◆ **Exercise prompt**:
Copy every line of the material exactly as it stands.

◆ **Entries provided**:
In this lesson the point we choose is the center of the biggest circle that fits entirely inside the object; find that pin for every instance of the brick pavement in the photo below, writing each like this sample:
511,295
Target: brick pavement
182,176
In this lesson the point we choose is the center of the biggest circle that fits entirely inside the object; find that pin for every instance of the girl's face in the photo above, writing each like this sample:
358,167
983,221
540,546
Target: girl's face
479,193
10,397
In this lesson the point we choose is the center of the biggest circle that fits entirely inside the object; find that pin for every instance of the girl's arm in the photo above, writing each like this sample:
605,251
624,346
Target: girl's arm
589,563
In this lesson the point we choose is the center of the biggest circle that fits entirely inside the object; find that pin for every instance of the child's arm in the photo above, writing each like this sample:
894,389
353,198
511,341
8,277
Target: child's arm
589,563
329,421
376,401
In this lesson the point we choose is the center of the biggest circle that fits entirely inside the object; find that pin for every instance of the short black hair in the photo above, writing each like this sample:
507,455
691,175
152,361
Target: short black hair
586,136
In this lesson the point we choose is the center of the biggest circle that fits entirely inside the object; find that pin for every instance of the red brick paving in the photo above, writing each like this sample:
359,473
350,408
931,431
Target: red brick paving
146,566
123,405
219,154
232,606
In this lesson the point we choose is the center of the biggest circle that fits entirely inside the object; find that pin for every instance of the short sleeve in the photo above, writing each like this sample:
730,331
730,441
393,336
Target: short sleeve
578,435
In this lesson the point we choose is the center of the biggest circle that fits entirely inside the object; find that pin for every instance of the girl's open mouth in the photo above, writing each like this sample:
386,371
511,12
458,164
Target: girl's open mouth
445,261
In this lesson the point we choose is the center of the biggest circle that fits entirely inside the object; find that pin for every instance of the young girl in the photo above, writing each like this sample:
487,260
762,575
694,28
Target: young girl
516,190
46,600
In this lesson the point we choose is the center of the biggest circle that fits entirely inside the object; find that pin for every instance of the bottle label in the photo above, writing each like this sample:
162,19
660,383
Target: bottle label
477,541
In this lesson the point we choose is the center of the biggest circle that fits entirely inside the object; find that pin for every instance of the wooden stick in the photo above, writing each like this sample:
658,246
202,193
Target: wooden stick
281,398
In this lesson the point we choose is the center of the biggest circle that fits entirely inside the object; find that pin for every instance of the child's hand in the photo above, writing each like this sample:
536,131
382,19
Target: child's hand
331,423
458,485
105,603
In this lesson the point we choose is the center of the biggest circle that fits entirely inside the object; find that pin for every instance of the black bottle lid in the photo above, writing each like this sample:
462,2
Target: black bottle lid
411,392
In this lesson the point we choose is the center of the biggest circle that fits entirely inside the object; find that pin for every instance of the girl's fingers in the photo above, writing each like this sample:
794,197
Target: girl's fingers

◆ **Result of this exercise**:
In this lesson the point we choose is the center of the biggest circle that fits entirely inside the object; find that pin for every instance of the brick pavement in the photo below, writing each like this sample:
511,295
Target: brick pavement
182,176
In this lesson the point we choose is the center of the biggest circle that fits entirely inside the object; find that pin for every instance of the girl's face in the photo above, writing each like this sample:
358,167
983,221
540,546
Target: girl's face
479,193
10,397
In this lesson the point we choose is the center of the biggest circle that fits entirely inside the object; find that pin for every instance of the girl's arm in the photo above, writing each like this sample:
605,251
624,346
Target: girl's arm
589,563
In this lesson the point we choose is the center of the biggest circle that fits entirely inside the object; find that pin for every instance of the child's arm in the photo above, writing each like this sample:
894,389
353,198
511,341
8,277
Target: child's arm
589,563
329,421
376,401
In this lesson the point we choose is the center of the biggest circle that fits entirely inside the object; find that pin for every instance of the short black hair in the photo above, writing each like this sample:
507,455
691,175
152,361
Target: short black hair
586,136
In this lesson the point we choose is the center of the biggest circle that fits entirely inside the object; find that pin for every instance of the red brick paving in the photo above, writing each like this sample:
359,473
350,408
931,431
Target: red brick paving
146,566
123,405
219,154
232,606
In this lesson the point we choose is the center of the biggest circle that fits entirely inside the object; find that pin for every instance of the short sleeve in the photo above, writing each like this sample:
730,331
730,441
393,336
Target: short sleeve
578,435
In this lesson the point we choose is the center of the biggest circle that fits entirely inside the object; find that pin for every instance of the girl's open mouth in the photo above, writing each like this sample:
386,371
511,12
458,164
Target: girl's open mouth
445,261
In this lesson the point we choose is the center of the biggest circle that fits entirely inside the object; find that pin for every instance of the young girl in the photo above, writing each like this sample:
487,260
762,575
694,28
Target: young girl
516,190
46,600
In this lesson the point we choose is the center of the biggest circle that fits entirely inside the object; find that pin for every instance of the bottle label in the photo above, writing each like this sample:
162,19
660,383
Target: bottle label
477,541
In this lesson the point we choose is the center of the biggest circle that fits entirely inside the object; find that pin for every instance of the wooden stick in the photo above, writing each like this sample:
658,246
202,193
Target: wooden stick
281,398
In this lesson the point we choose is the center of the biggest circle that fits entirely inside the object; find that pin for every instance of the child's hand in the photo above, writing each like this sample:
536,131
382,19
Target: child's hand
331,423
458,485
105,603
In this lesson the point we choose is the center of the biggest circle that fits entirely inside the object; find that pin for every instance of the black bottle lid in the photo above, writing each like this sample:
462,2
Target: black bottle lid
411,392
In this lesson the point we choose is the center of the biggest circle that fits entirely inside the object; find that pin for every instance of the girl's fingers in the photo above, writing each like this sample:
794,197
Target: girl's fingers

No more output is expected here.